Items from a dataset

......

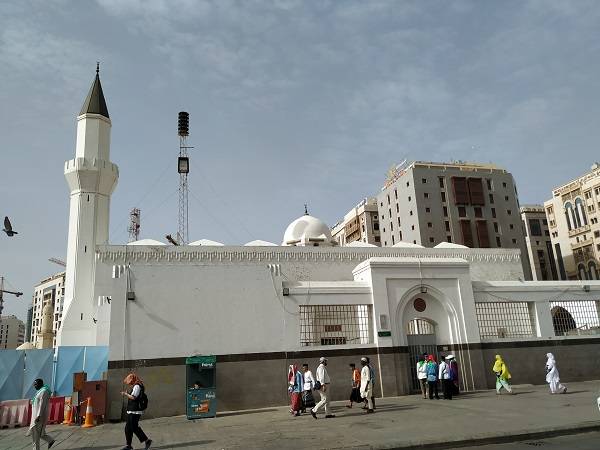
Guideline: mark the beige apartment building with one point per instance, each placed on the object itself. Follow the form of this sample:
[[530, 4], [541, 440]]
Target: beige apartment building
[[573, 213], [360, 224], [12, 332], [539, 245], [472, 204], [51, 289]]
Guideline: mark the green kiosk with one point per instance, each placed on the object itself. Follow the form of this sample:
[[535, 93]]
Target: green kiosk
[[201, 380]]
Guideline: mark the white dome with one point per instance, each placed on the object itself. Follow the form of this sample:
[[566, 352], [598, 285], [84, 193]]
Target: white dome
[[259, 243], [26, 346], [207, 243], [407, 245], [146, 242], [307, 228], [449, 245], [359, 244]]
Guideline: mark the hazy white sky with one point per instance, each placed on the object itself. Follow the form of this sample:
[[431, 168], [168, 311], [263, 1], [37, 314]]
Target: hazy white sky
[[290, 102]]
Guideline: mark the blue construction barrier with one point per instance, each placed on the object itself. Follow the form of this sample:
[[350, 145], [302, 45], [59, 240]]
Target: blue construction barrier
[[12, 363], [19, 368]]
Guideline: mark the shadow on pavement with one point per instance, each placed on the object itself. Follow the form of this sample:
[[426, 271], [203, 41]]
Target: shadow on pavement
[[164, 447], [240, 413]]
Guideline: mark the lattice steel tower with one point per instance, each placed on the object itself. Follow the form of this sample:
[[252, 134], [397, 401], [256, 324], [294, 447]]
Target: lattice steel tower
[[134, 224], [183, 168]]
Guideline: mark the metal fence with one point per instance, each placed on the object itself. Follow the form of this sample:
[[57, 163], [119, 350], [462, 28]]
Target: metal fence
[[504, 320], [575, 318], [335, 325]]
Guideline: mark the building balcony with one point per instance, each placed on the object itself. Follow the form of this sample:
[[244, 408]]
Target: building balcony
[[579, 230]]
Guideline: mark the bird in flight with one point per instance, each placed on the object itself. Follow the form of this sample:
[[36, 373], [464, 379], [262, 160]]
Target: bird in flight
[[8, 228]]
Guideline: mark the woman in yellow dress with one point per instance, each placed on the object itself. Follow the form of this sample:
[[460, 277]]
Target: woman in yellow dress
[[502, 375]]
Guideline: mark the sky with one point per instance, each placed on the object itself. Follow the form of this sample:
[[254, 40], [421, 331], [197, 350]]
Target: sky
[[290, 102]]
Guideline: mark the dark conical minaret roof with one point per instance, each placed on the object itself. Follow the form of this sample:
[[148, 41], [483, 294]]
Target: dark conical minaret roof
[[94, 102]]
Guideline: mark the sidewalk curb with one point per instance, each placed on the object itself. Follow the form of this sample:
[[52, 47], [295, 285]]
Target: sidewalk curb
[[501, 439]]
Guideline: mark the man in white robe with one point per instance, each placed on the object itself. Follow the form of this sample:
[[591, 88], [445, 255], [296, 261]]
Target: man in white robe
[[366, 384], [552, 376], [39, 415]]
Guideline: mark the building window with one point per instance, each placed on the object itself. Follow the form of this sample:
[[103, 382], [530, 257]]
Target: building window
[[535, 227]]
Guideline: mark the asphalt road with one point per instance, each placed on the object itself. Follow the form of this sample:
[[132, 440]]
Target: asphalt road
[[586, 441]]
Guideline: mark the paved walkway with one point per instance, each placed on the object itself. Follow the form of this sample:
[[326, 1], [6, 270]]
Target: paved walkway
[[401, 422]]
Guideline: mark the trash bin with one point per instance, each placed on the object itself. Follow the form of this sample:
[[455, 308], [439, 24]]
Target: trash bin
[[201, 379]]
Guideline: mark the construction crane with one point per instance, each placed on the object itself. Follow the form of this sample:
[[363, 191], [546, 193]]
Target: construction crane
[[3, 291]]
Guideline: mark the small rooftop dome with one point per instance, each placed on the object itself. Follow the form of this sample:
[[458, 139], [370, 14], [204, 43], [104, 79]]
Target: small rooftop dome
[[360, 244], [449, 245], [407, 245], [146, 242], [207, 243], [308, 231], [259, 243], [26, 346]]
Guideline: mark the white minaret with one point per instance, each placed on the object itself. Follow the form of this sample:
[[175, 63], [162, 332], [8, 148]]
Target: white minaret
[[91, 178]]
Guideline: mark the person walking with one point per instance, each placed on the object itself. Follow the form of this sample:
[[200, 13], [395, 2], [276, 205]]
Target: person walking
[[552, 376], [355, 392], [502, 375], [366, 384], [373, 380], [136, 397], [432, 377], [295, 388], [39, 415], [308, 400], [422, 374], [322, 384], [444, 376]]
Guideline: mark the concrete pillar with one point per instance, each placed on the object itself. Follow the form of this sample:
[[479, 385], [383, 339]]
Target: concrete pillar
[[543, 319]]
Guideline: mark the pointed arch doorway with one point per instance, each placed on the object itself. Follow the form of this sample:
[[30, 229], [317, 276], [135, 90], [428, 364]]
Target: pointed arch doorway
[[421, 338]]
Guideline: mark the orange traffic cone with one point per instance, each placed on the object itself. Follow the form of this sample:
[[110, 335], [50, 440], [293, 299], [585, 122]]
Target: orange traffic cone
[[68, 413], [89, 415]]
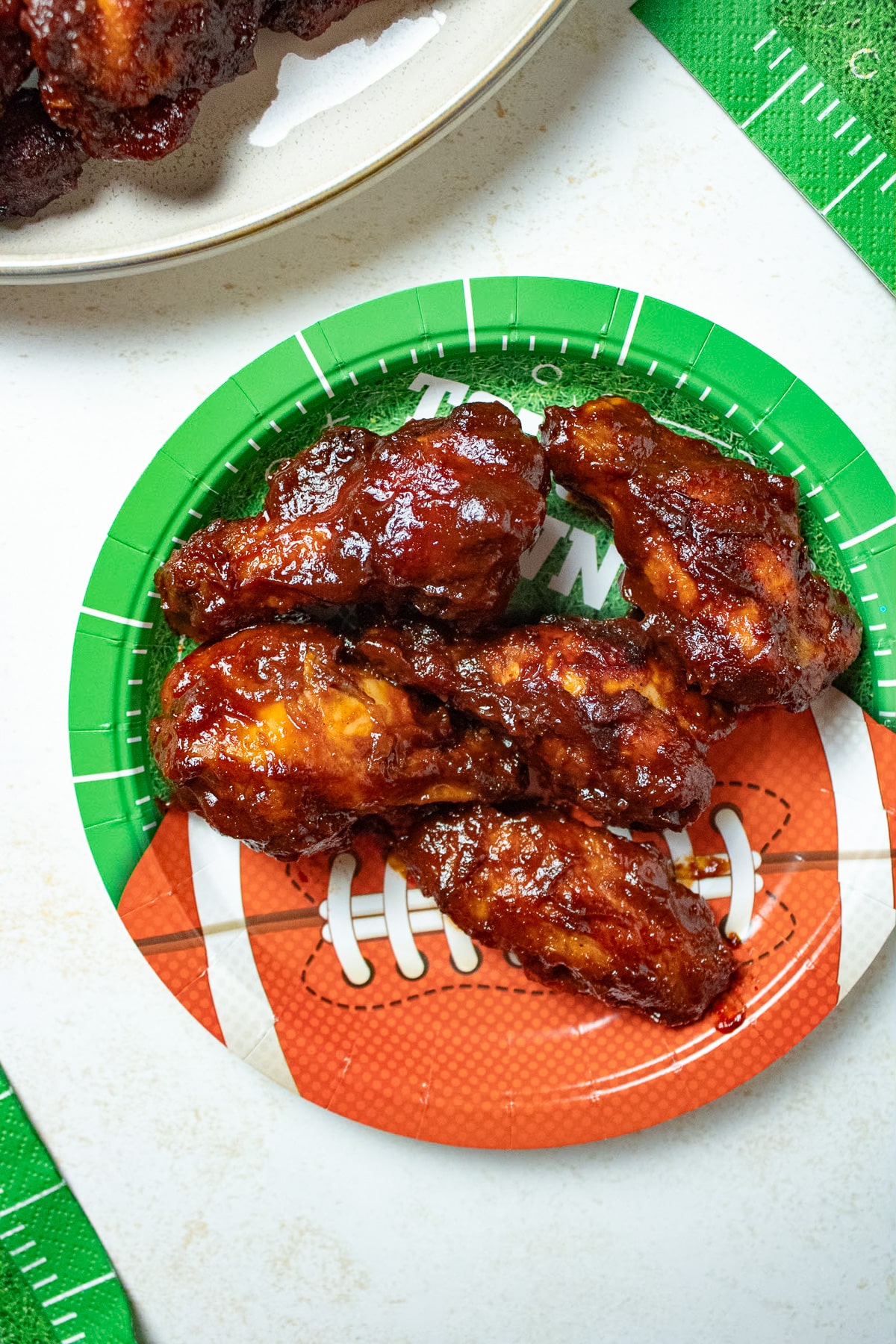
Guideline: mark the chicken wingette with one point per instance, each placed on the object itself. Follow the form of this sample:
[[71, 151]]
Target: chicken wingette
[[277, 739], [603, 715], [433, 517], [582, 909], [714, 554]]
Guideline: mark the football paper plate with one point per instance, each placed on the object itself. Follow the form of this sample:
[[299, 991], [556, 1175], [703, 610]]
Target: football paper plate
[[314, 120], [329, 974]]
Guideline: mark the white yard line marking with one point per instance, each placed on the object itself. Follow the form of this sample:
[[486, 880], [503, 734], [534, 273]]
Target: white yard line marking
[[862, 537], [316, 367], [774, 97], [855, 181], [42, 1194], [467, 308], [81, 1288], [116, 620], [633, 323], [105, 774]]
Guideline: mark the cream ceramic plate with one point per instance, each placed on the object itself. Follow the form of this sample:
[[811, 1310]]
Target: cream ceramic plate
[[312, 121]]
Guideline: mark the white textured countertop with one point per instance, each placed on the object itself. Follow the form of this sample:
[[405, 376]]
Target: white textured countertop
[[235, 1211]]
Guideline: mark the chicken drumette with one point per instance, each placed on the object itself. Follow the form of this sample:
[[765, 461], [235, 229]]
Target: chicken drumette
[[433, 517], [38, 159], [581, 907], [603, 715], [714, 554], [127, 75], [276, 739]]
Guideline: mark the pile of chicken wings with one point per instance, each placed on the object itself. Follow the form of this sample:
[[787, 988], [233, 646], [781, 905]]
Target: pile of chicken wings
[[359, 671], [120, 80]]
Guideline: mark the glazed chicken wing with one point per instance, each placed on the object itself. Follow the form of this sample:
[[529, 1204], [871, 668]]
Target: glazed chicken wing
[[128, 74], [603, 715], [582, 909], [38, 161], [435, 517], [276, 739], [305, 18], [714, 554]]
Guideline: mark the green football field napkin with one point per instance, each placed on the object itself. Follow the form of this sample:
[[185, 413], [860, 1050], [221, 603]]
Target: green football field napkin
[[57, 1284], [813, 84]]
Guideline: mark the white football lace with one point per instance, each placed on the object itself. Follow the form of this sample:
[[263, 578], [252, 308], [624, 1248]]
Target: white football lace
[[398, 913], [402, 913]]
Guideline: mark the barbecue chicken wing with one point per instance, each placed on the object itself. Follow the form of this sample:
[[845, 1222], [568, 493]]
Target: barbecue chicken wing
[[435, 517], [277, 741], [714, 554], [602, 714], [305, 18], [128, 74], [38, 161], [582, 909]]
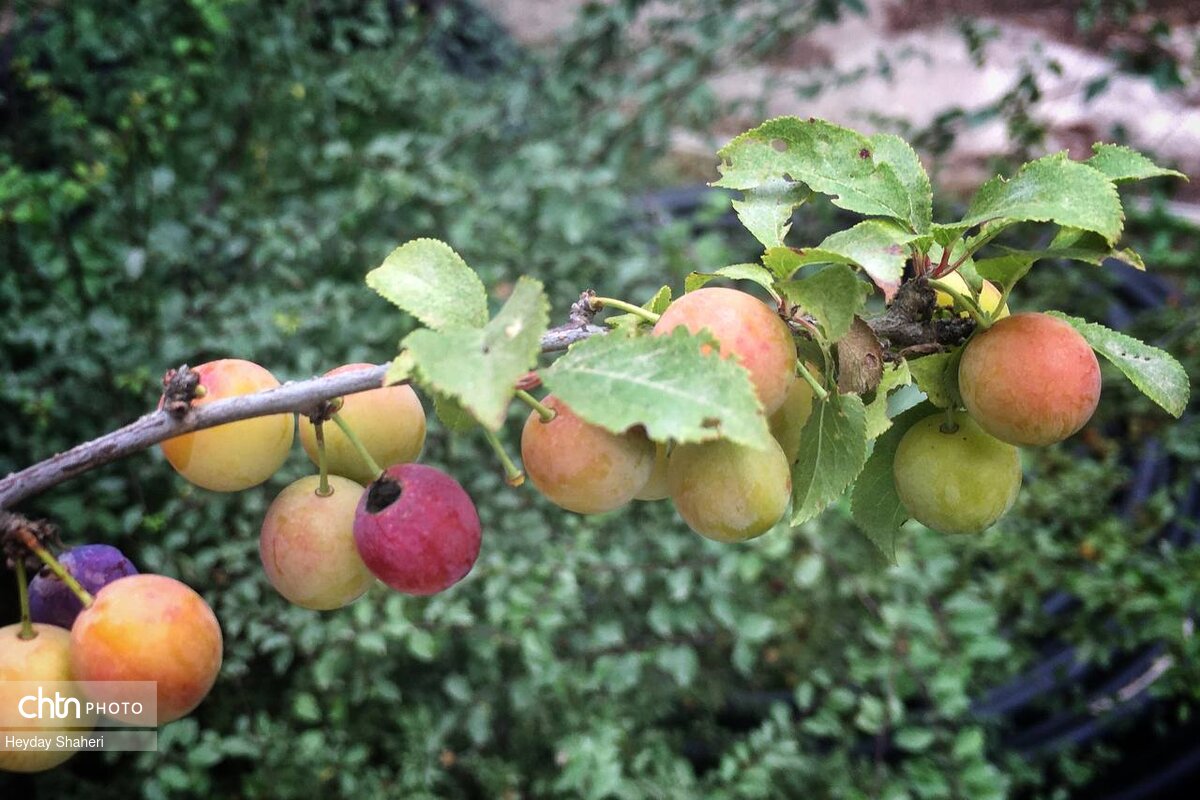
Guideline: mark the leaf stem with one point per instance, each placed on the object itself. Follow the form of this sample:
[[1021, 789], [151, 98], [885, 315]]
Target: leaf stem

......

Rewrite the records above from the line with "Guideline: mark the lattice" through the line with "[[134, 224], [183, 168]]", moving every answer point by adding 4 to each of its coordinates. Keep the guideline lines and their sample coordinates unchanged.

Guideline: mark the lattice steel tower with one point per instance, each placed on the object itself. Follow the form of this sample:
[[252, 134], [397, 401], [256, 324], [294, 447]]
Target: lattice steel tower
[[138, 228], [187, 172]]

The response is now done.